WHAT IS EXPECTED:
In the records below, find the line with "Q: Point to one spot on each instance of the coconut"; retype that line and all the following lines through the end, exactly, and add nothing.

Saved entries
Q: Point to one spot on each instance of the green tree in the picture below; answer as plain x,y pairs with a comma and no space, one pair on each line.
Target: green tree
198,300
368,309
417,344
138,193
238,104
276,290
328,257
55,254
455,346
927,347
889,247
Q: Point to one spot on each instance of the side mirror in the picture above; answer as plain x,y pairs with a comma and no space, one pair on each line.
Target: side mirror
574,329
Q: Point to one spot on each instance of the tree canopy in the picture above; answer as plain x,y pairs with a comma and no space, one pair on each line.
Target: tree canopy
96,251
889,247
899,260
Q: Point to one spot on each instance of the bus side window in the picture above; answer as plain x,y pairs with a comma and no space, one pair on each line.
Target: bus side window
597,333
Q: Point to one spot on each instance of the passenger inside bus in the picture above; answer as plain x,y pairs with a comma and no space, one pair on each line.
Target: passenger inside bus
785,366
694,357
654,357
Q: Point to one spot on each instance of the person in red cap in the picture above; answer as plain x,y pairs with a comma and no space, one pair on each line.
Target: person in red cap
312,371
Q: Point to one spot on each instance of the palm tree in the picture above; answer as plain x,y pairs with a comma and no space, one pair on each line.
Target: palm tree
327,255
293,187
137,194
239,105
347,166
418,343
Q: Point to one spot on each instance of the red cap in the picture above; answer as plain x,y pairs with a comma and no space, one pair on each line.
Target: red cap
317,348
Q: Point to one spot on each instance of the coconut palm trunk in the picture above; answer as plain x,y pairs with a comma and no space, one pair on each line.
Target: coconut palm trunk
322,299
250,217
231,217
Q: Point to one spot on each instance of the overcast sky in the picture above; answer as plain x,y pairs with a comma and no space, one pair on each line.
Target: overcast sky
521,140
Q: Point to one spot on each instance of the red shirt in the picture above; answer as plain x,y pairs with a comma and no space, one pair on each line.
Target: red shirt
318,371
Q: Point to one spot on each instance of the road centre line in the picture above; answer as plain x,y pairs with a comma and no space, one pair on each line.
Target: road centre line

TASK OUTPUT:
Q: Point to one spot on each instance of the coconut palm trunk in the picture above; answer as plain x,y pairs with a comma and no space, one pair on each line.
Target: coconut palm trunk
322,299
250,217
231,217
Q: Point to one spot on each instance of the overcast sky in the picture above; answer as plain x,y pairs with a comma and no space, one pair on each line.
Target: overcast sky
521,140
Q: Point to one spot on each instance of the red shirt in the picture above; answer as plain x,y pairs with a comma and no space, one pair on each line.
Target: red shirt
318,371
Q: Point to one spot on each instance of the road centre line in the picture above; answer as plain x,y pairs with a comma and no space, one pair on each line.
Target: road centre line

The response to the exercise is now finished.